[Opening DATA TO PROCESS section]
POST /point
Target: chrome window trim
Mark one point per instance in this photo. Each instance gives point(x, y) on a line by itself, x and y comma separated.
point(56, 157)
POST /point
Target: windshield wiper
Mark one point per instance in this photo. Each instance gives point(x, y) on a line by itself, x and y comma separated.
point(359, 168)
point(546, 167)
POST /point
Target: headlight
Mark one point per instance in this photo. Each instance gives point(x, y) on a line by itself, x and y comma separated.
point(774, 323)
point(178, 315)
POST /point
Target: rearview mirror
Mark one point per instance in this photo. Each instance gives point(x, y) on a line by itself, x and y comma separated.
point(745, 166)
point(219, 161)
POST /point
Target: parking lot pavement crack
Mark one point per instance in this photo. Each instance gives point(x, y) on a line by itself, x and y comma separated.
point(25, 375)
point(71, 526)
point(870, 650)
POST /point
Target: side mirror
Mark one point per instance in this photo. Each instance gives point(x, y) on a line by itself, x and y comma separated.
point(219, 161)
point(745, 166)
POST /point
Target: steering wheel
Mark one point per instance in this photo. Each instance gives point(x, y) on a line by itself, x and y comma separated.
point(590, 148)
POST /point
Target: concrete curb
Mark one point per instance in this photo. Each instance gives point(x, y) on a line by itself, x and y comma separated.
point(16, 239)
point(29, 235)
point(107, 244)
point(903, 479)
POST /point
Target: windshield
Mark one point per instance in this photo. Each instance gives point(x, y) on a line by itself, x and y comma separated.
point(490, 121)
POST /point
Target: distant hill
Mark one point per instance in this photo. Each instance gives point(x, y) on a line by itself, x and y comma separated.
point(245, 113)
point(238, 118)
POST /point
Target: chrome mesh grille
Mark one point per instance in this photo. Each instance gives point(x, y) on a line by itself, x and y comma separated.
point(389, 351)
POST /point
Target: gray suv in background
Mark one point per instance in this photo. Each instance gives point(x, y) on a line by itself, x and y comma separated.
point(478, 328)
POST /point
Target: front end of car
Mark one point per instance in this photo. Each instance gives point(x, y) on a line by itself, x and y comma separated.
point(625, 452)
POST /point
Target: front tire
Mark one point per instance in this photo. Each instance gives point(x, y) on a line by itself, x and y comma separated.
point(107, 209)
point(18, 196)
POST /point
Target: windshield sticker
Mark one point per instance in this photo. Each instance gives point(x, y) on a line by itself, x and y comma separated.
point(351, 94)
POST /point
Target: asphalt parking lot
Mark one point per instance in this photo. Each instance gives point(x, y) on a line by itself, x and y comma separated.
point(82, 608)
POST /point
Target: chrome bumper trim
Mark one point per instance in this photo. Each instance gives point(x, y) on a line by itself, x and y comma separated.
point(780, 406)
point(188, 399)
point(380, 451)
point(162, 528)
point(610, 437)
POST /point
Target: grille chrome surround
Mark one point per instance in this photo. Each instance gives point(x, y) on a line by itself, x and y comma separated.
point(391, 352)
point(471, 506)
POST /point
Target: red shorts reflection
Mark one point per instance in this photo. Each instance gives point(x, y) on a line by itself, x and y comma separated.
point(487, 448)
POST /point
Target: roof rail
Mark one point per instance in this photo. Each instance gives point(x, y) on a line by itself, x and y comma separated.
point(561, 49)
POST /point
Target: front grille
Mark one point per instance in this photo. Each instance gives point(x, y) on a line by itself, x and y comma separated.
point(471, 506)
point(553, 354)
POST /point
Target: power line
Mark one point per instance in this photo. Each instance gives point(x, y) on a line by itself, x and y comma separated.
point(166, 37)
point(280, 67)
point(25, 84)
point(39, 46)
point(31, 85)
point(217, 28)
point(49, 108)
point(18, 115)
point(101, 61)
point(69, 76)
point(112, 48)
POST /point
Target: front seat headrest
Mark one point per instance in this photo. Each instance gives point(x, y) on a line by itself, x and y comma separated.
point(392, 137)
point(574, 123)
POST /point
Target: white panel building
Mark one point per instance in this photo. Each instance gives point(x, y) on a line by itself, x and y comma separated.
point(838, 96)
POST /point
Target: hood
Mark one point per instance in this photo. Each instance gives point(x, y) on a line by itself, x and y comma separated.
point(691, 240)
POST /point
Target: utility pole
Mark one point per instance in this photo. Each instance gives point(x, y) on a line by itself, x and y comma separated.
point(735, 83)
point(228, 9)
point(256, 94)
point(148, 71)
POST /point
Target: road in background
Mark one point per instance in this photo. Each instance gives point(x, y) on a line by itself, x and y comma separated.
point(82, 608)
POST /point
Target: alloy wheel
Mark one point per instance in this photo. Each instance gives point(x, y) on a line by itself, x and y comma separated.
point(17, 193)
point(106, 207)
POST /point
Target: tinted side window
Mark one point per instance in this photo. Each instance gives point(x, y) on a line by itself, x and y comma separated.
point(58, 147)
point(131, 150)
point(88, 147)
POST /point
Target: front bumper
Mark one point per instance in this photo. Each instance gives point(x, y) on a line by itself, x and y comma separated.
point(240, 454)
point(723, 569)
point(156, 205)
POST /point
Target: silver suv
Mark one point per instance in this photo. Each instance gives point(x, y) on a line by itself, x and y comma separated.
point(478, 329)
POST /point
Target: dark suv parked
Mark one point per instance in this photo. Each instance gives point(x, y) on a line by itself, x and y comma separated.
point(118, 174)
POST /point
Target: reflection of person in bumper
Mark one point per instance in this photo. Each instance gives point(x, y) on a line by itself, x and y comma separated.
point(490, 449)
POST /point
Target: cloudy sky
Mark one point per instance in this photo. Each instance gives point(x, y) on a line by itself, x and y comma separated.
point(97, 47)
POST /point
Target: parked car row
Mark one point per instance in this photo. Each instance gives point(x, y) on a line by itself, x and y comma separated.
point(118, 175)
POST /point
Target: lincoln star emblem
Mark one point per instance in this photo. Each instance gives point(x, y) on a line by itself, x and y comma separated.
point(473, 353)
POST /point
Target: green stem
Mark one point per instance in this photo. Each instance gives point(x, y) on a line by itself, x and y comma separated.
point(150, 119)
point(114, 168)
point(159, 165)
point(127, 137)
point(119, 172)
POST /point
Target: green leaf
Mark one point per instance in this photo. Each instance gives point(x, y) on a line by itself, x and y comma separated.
[Closing DATA TO PROCESS section]
Go through the data and gather every line that holds "trim".

### OUTPUT
Target: chrome window trim
Target: chrome bumper trim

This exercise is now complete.